### Requirements
Show each line of the data below that contains the word "shaped", copying every such line without changes.

>> Start Excerpted data

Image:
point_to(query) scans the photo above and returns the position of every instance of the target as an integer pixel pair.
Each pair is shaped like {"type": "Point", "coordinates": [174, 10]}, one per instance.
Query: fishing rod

>> End Excerpted data
>> Start Excerpted data

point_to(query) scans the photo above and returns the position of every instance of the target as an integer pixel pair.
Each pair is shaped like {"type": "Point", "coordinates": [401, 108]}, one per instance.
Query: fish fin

>> End Excerpted data
>> Start Excerpted data

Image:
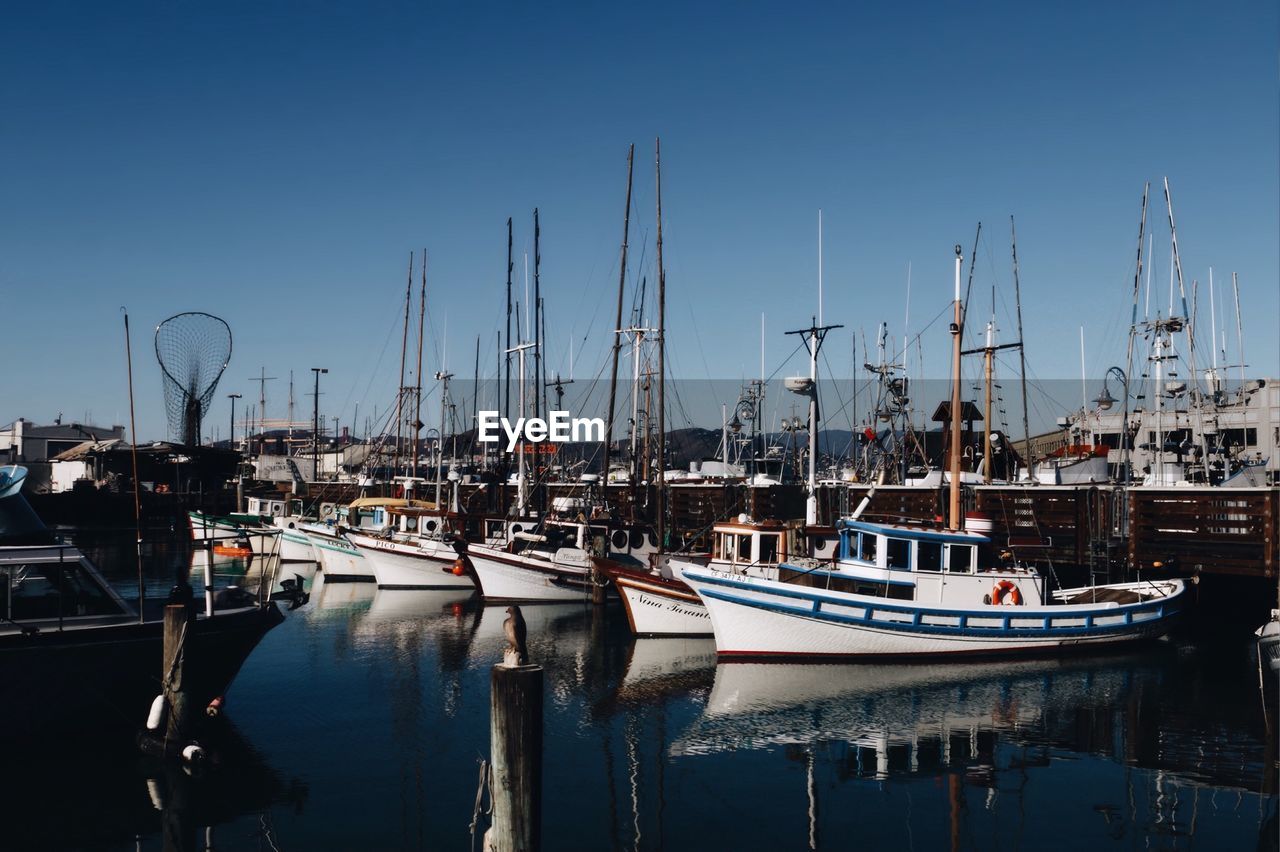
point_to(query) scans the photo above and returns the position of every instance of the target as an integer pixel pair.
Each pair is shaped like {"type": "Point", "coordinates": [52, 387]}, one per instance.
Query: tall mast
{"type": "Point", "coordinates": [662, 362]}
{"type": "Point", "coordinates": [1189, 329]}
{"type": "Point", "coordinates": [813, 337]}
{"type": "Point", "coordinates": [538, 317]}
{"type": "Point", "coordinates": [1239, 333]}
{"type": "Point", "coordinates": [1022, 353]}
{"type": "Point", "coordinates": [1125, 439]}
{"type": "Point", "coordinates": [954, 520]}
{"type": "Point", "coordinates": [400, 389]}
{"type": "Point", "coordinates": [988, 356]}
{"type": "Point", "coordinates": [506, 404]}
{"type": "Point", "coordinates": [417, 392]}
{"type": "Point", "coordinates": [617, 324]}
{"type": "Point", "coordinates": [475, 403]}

>> End Excerpted data

### Task result
Each pair is shaped like {"type": "Point", "coordinates": [174, 10]}, one per instance.
Each pair is shaped like {"type": "Point", "coordinates": [401, 108]}, one per instance.
Each pair is shaped like {"type": "Point", "coordinates": [52, 387]}, one per instance.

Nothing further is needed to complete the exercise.